§ **PROBLEM DETAILS**: Reproduce the material below verbatim, starting from its first line and continuing up to and including the line containing "xmin=25 ymin=61 xmax=118 ymax=120".

§ **TASK MATERIAL**:

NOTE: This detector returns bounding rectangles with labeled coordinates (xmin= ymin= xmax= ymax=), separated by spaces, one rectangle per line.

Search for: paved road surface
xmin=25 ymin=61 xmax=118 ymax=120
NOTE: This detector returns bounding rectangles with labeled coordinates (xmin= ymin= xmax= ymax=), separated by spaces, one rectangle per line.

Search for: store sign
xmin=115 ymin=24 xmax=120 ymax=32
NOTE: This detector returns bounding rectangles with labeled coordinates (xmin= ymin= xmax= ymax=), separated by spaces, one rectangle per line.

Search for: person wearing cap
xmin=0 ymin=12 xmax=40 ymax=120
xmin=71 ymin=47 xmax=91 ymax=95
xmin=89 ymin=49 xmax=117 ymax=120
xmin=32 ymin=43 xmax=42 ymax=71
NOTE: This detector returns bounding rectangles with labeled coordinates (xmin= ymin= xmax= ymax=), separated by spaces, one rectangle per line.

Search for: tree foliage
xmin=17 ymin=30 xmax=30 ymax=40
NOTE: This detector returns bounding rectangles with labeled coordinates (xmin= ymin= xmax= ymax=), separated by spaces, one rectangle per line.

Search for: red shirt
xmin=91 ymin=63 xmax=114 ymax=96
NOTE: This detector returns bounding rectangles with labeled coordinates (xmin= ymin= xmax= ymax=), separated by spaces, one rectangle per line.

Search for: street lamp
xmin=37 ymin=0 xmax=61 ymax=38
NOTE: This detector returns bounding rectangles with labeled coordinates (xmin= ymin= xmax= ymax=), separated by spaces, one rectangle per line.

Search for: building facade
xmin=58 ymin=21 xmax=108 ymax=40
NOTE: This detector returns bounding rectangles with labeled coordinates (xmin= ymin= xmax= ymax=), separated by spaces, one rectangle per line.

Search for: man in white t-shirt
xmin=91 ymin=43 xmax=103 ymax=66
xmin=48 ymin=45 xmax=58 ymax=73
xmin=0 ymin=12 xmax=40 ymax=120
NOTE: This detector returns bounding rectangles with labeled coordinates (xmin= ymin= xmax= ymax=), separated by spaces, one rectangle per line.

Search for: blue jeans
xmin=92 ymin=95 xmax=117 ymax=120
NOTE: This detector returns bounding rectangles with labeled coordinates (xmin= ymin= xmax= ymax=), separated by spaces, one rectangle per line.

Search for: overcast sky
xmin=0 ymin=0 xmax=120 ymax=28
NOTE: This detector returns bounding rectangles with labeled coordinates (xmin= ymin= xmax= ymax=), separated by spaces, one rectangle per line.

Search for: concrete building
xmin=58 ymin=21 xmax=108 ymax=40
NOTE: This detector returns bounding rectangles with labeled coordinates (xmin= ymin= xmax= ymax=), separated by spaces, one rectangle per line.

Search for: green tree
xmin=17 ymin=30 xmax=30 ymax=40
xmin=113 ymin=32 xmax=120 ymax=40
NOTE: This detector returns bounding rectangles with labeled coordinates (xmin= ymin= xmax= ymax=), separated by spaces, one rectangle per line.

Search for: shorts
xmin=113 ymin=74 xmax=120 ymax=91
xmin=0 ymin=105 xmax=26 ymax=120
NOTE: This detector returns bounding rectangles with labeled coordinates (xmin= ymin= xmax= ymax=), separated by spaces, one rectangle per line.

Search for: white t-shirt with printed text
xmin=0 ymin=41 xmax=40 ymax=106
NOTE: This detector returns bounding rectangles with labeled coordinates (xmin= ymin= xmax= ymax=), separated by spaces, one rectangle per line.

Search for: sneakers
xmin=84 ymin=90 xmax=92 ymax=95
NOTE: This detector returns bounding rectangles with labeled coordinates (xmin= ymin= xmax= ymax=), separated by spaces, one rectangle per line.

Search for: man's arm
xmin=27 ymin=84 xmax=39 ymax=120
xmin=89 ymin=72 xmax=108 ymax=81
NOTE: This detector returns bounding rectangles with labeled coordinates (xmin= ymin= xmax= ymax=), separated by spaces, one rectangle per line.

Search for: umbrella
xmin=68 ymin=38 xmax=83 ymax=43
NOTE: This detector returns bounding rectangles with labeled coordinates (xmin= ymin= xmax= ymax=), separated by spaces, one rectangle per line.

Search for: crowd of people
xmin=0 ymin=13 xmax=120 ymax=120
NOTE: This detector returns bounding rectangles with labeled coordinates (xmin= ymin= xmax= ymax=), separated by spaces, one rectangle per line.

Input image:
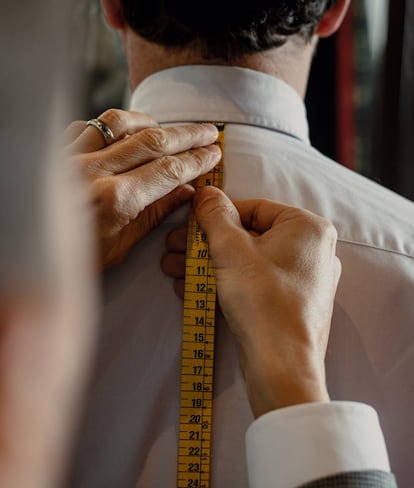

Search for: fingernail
xmin=205 ymin=144 xmax=221 ymax=157
xmin=202 ymin=124 xmax=218 ymax=138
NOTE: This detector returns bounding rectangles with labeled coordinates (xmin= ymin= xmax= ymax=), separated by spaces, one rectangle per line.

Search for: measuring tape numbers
xmin=177 ymin=123 xmax=224 ymax=488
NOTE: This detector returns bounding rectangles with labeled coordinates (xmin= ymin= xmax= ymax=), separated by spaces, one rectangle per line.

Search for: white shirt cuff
xmin=246 ymin=402 xmax=390 ymax=488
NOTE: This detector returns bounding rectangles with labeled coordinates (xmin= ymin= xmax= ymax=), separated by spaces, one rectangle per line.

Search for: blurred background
xmin=79 ymin=0 xmax=414 ymax=200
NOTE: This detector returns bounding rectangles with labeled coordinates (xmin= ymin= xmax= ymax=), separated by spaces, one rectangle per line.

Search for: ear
xmin=101 ymin=0 xmax=125 ymax=29
xmin=315 ymin=0 xmax=351 ymax=37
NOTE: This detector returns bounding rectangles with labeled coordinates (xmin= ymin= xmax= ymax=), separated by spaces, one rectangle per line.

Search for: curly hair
xmin=121 ymin=0 xmax=336 ymax=60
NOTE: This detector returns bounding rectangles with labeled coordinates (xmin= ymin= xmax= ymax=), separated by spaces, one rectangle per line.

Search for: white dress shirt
xmin=246 ymin=402 xmax=390 ymax=488
xmin=72 ymin=66 xmax=414 ymax=488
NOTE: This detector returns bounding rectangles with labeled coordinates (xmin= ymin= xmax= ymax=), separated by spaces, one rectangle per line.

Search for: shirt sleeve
xmin=246 ymin=402 xmax=390 ymax=488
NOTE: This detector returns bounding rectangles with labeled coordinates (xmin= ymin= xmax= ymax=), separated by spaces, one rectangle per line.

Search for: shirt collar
xmin=131 ymin=65 xmax=309 ymax=144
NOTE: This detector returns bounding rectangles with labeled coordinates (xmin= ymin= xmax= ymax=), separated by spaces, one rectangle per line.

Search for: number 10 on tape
xmin=177 ymin=123 xmax=224 ymax=488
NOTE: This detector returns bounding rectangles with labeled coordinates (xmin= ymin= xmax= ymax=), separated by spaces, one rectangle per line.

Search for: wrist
xmin=243 ymin=348 xmax=329 ymax=418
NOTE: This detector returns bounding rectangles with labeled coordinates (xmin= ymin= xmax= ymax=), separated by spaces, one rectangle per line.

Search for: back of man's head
xmin=121 ymin=0 xmax=337 ymax=61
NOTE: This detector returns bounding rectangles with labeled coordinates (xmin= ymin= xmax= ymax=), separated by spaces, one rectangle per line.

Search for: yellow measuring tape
xmin=177 ymin=123 xmax=224 ymax=488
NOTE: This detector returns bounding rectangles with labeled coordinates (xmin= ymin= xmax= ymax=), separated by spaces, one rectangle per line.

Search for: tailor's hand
xmin=162 ymin=187 xmax=341 ymax=417
xmin=65 ymin=109 xmax=221 ymax=269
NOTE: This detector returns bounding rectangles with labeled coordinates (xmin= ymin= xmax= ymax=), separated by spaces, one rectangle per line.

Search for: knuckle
xmin=93 ymin=178 xmax=129 ymax=227
xmin=158 ymin=156 xmax=186 ymax=184
xmin=305 ymin=213 xmax=337 ymax=242
xmin=141 ymin=127 xmax=169 ymax=154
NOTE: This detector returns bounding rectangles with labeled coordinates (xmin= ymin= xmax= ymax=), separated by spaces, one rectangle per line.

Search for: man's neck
xmin=123 ymin=32 xmax=315 ymax=98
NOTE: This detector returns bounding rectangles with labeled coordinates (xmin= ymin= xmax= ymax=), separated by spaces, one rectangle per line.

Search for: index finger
xmin=99 ymin=124 xmax=218 ymax=174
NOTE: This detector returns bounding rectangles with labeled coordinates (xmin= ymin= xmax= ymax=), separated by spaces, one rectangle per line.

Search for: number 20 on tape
xmin=177 ymin=123 xmax=224 ymax=488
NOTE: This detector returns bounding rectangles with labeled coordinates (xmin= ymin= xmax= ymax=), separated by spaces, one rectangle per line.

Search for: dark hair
xmin=121 ymin=0 xmax=336 ymax=60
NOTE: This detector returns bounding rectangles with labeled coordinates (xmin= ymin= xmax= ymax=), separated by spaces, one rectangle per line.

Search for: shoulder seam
xmin=338 ymin=238 xmax=414 ymax=259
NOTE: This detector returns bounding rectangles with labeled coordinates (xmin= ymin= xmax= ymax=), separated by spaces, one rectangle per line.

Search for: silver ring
xmin=86 ymin=119 xmax=115 ymax=146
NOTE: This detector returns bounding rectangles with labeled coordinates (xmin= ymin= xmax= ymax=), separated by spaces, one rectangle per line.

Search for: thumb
xmin=194 ymin=186 xmax=243 ymax=248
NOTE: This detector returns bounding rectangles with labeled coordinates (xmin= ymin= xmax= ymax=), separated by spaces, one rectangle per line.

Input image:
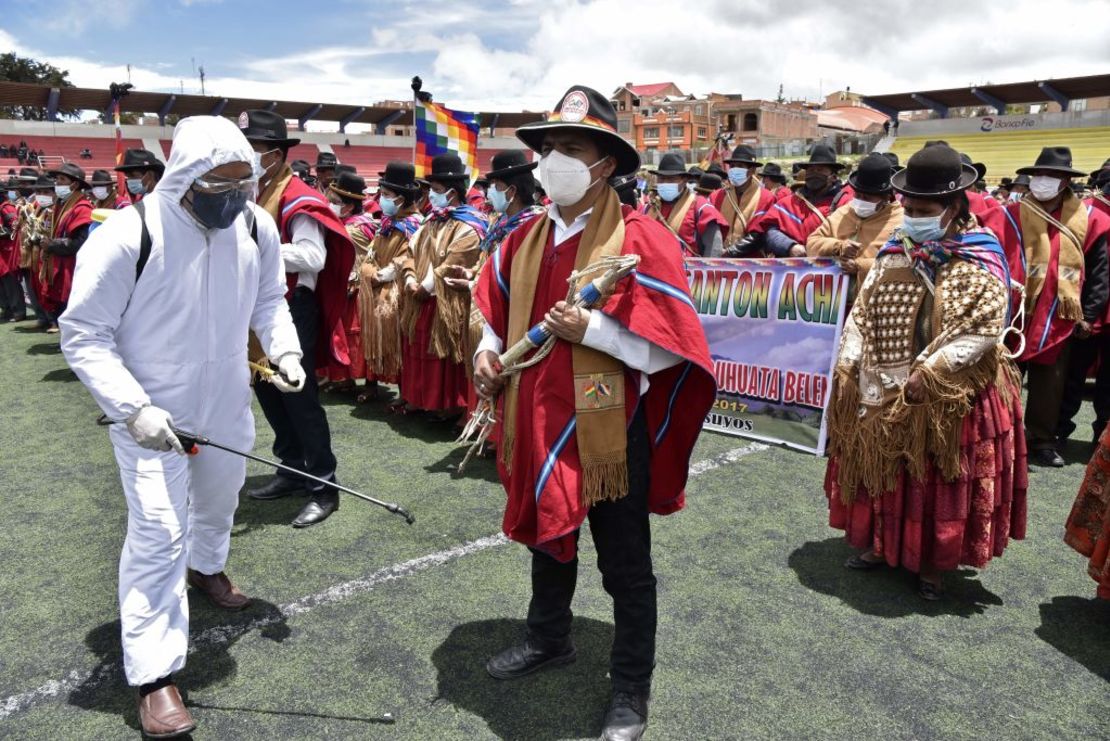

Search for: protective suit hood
xmin=154 ymin=115 xmax=258 ymax=203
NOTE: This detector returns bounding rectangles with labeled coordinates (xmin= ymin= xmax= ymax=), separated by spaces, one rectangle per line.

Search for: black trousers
xmin=527 ymin=407 xmax=656 ymax=691
xmin=1056 ymin=333 xmax=1110 ymax=440
xmin=254 ymin=287 xmax=335 ymax=491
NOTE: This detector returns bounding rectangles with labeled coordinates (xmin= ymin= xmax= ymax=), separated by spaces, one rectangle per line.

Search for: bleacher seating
xmin=0 ymin=135 xmax=142 ymax=175
xmin=890 ymin=126 xmax=1110 ymax=184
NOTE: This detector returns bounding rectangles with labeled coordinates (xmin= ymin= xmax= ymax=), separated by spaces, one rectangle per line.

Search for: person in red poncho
xmin=239 ymin=110 xmax=354 ymax=528
xmin=474 ymin=85 xmax=716 ymax=739
xmin=1002 ymin=146 xmax=1110 ymax=468
xmin=37 ymin=162 xmax=92 ymax=334
xmin=643 ymin=154 xmax=728 ymax=257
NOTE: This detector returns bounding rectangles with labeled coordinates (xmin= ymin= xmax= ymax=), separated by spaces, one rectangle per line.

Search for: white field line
xmin=0 ymin=443 xmax=770 ymax=720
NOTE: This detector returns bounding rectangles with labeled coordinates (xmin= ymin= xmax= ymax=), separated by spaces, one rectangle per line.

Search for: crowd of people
xmin=0 ymin=85 xmax=1110 ymax=739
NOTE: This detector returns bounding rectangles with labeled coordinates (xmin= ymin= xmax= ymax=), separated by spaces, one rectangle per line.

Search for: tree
xmin=0 ymin=51 xmax=80 ymax=121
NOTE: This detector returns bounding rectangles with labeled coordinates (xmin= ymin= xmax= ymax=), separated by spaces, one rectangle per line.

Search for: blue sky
xmin=0 ymin=0 xmax=1110 ymax=117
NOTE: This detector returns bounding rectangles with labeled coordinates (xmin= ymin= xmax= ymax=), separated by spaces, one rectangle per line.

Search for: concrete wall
xmin=898 ymin=110 xmax=1110 ymax=136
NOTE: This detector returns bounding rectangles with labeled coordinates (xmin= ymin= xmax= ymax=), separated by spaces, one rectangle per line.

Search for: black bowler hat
xmin=1018 ymin=146 xmax=1087 ymax=177
xmin=800 ymin=142 xmax=844 ymax=170
xmin=377 ymin=162 xmax=420 ymax=196
xmin=89 ymin=170 xmax=115 ymax=185
xmin=239 ymin=109 xmax=301 ymax=146
xmin=694 ymin=172 xmax=725 ymax=195
xmin=848 ymin=153 xmax=894 ymax=195
xmin=115 ymin=150 xmax=165 ymax=175
xmin=890 ymin=144 xmax=979 ymax=197
xmin=47 ymin=162 xmax=89 ymax=187
xmin=516 ymin=85 xmax=639 ymax=175
xmin=725 ymin=144 xmax=763 ymax=165
xmin=648 ymin=154 xmax=688 ymax=177
xmin=756 ymin=162 xmax=786 ymax=185
xmin=424 ymin=152 xmax=470 ymax=183
xmin=960 ymin=152 xmax=987 ymax=180
xmin=485 ymin=150 xmax=539 ymax=180
xmin=327 ymin=171 xmax=366 ymax=201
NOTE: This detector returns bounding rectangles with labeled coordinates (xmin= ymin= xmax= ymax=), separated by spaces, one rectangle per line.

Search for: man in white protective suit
xmin=60 ymin=116 xmax=304 ymax=738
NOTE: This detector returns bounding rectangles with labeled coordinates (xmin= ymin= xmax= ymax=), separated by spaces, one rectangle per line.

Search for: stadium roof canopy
xmin=0 ymin=81 xmax=545 ymax=134
xmin=864 ymin=74 xmax=1110 ymax=118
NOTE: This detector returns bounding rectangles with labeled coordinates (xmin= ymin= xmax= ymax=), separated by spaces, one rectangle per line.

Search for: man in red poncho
xmin=474 ymin=85 xmax=716 ymax=740
xmin=239 ymin=110 xmax=354 ymax=528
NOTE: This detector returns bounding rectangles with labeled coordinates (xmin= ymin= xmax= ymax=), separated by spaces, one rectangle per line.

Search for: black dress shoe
xmin=246 ymin=476 xmax=307 ymax=501
xmin=601 ymin=690 xmax=648 ymax=741
xmin=486 ymin=638 xmax=578 ymax=679
xmin=1029 ymin=448 xmax=1063 ymax=468
xmin=293 ymin=489 xmax=340 ymax=527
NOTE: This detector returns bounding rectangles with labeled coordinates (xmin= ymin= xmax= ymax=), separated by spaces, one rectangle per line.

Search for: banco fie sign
xmin=979 ymin=115 xmax=1038 ymax=132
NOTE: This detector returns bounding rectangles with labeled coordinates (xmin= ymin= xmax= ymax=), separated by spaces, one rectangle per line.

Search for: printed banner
xmin=686 ymin=257 xmax=849 ymax=455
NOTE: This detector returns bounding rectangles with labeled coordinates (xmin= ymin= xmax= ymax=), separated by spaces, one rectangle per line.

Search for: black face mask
xmin=806 ymin=175 xmax=829 ymax=193
xmin=192 ymin=189 xmax=250 ymax=229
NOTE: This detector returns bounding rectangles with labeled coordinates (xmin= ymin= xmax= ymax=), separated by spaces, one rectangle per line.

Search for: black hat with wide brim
xmin=890 ymin=144 xmax=979 ymax=197
xmin=648 ymin=154 xmax=689 ymax=177
xmin=484 ymin=150 xmax=539 ymax=180
xmin=1018 ymin=146 xmax=1087 ymax=177
xmin=377 ymin=161 xmax=420 ymax=195
xmin=239 ymin=109 xmax=301 ymax=146
xmin=516 ymin=85 xmax=639 ymax=175
xmin=47 ymin=162 xmax=89 ymax=187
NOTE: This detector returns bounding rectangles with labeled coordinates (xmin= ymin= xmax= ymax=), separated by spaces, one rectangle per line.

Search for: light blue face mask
xmin=377 ymin=193 xmax=397 ymax=219
xmin=655 ymin=183 xmax=682 ymax=203
xmin=427 ymin=189 xmax=451 ymax=209
xmin=902 ymin=214 xmax=951 ymax=244
xmin=486 ymin=185 xmax=508 ymax=214
xmin=728 ymin=168 xmax=748 ymax=185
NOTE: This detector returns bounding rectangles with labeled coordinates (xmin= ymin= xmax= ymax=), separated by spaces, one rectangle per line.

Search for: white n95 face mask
xmin=539 ymin=150 xmax=605 ymax=206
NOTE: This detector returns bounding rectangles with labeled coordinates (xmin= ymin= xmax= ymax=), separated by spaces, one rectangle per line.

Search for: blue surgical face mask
xmin=728 ymin=168 xmax=748 ymax=185
xmin=427 ymin=189 xmax=451 ymax=209
xmin=377 ymin=193 xmax=397 ymax=219
xmin=192 ymin=189 xmax=250 ymax=229
xmin=655 ymin=183 xmax=682 ymax=203
xmin=486 ymin=185 xmax=508 ymax=214
xmin=902 ymin=214 xmax=951 ymax=244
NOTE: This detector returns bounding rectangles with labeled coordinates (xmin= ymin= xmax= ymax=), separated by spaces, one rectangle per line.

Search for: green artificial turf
xmin=0 ymin=324 xmax=1110 ymax=741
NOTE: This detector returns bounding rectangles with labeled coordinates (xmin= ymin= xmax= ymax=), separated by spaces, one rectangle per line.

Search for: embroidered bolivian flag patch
xmin=574 ymin=373 xmax=624 ymax=412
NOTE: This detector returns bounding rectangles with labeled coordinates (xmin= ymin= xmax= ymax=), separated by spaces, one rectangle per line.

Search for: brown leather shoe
xmin=139 ymin=684 xmax=196 ymax=739
xmin=186 ymin=569 xmax=251 ymax=610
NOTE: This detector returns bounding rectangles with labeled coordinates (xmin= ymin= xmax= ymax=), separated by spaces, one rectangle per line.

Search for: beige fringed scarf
xmin=501 ymin=187 xmax=628 ymax=507
xmin=1021 ymin=189 xmax=1087 ymax=322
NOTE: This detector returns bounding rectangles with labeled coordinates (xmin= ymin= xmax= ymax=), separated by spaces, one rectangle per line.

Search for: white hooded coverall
xmin=59 ymin=116 xmax=301 ymax=686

§ **ANSWER TO THE EXERCISE**:
NOTE: This detector returns bounding rectangles with labeled coordinates (xmin= ymin= xmax= ymax=), separated by spaces, one rectangle per line.

Search for: paved road surface
xmin=25 ymin=61 xmax=118 ymax=120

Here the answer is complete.